== What you are asked to do ==
Write out the whole listing exactly as it stands.

== Task data ==
———
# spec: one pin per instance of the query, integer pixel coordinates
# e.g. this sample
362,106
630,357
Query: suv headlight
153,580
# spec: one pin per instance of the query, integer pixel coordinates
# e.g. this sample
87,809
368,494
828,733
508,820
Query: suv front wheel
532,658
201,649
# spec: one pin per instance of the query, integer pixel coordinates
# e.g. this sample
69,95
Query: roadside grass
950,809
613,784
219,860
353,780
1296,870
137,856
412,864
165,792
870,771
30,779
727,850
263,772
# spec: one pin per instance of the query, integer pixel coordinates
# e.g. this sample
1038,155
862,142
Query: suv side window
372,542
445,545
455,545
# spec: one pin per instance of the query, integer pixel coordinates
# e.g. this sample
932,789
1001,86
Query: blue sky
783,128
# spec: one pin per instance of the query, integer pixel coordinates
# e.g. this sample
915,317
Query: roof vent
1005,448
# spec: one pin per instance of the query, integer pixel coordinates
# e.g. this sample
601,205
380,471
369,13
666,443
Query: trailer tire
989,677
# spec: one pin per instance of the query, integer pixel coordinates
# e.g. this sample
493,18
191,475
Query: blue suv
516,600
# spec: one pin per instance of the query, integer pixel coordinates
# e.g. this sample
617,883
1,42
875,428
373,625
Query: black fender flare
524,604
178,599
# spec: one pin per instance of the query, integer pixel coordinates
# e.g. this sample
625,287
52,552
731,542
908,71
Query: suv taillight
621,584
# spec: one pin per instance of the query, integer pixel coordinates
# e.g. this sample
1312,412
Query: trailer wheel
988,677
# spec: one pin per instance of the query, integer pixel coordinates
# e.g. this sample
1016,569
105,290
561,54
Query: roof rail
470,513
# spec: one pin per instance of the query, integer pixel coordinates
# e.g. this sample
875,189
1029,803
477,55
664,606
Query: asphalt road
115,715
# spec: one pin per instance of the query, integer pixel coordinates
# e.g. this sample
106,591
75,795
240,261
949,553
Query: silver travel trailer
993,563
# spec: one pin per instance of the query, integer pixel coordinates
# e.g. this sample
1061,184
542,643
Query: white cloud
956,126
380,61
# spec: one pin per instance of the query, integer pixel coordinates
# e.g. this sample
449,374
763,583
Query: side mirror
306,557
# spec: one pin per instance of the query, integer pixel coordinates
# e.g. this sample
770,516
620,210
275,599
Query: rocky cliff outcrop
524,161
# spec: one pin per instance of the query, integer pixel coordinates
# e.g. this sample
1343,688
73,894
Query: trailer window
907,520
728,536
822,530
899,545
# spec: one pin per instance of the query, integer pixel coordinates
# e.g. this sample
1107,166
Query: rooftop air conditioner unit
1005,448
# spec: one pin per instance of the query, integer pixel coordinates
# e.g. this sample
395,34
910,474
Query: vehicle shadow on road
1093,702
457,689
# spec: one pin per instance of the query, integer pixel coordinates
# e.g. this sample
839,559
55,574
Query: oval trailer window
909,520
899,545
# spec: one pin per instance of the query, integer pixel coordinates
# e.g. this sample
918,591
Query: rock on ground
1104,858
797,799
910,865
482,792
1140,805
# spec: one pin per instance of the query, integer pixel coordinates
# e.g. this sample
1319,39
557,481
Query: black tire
———
== Full answer ==
# spec: one pin per instance of the query, integer pixel coordinates
# e.g. this sample
362,106
630,357
Query: suv headlight
153,580
# spec: one pin per instance of the query, integer pixel coordinates
# e.g. this sample
87,809
368,494
828,733
508,820
Query: suv front wheel
532,658
201,649
# spec: one pin per instance of the query, integer pixel coordinates
# e.g. this sample
69,95
Query: roadside grass
950,809
613,784
219,860
353,780
1296,870
137,856
412,864
165,792
870,771
30,779
727,850
263,772
# spec: one pin per instance of the query, integer pixel coordinates
# e.g. this sample
1038,155
862,142
Query: suv side window
372,542
445,545
455,545
# spec: one pin per instance of the query, integer pixel coordinates
# e.g. this sample
932,789
1001,86
Query: blue sky
783,128
# spec: one pin per instance of the query, integer pixel coordinates
# e.g. this sample
915,317
Query: roof vent
1005,448
# spec: one pin per instance of the query, integer pixel coordinates
# e.g. this sample
601,205
380,471
369,13
666,443
Query: trailer tire
989,677
# spec: one pin per instance of the query, integer pixel coordinates
# e.g. this sample
493,18
191,475
Query: blue suv
516,600
# spec: one pin per instance of the query, integer pixel coordinates
# e.g. this sample
617,883
1,42
875,428
373,625
Query: black fender flare
524,604
178,599
# spec: one pin per instance of the query, integer pixel coordinates
# e.g. this sample
625,287
52,552
731,542
908,71
Query: suv taillight
621,584
# spec: one pin per instance of the query, integer pixel coordinates
# e.g. this sample
1312,412
Query: trailer wheel
988,677
# spec: one pin per instance of the query, integer pixel coordinates
# e.g. this sample
1016,569
105,290
561,54
Query: roof rail
470,513
# spec: one pin per instance of the query, integer pixel coordinates
# e.g. this sample
875,189
1029,803
477,55
664,606
Query: asphalt road
115,715
# spec: one pin per instance of the query, integer pixel coordinates
# e.g. this sample
106,591
75,795
240,261
949,553
Query: silver travel trailer
993,563
# spec: one pin per instance of the query, integer pixel coordinates
# e.g. this sample
1061,184
542,643
Query: white cloud
956,126
380,61
# spec: one pin per instance of the query, integer pixel coordinates
# e.g. this sample
449,374
763,583
Query: side mirror
306,557
# spec: one pin per instance of the query, integer pixel coordinates
# e.g. this sample
770,516
620,210
275,599
Query: rocky cliff outcrop
524,161
# spec: one pin per instance of the query, integer pixel coordinates
# e.g. this sample
1343,688
73,894
Query: trailer window
907,520
728,536
822,530
899,545
# spec: one pin per instance of the query, integer pixel coordinates
# e.g. this sample
1107,166
Query: rooftop air conditioner unit
1005,448
# spec: one pin per instance of the query, integer pixel coordinates
# e.g. this sample
395,34
910,474
Query: vehicle shadow on road
1093,702
457,689
# spec: one pin per instance of the query, integer pixel coordinates
# e.g. this sample
839,559
55,574
Query: oval trailer window
909,520
899,545
# spec: one pin per instance of the query, integer pixel coordinates
# e.g. this sample
918,591
Query: rock on ground
1104,858
797,799
910,865
482,792
1140,805
# spec: one pin per instance of the query, integer pixel coordinates
# e.g. this sample
1319,39
557,481
Query: black tire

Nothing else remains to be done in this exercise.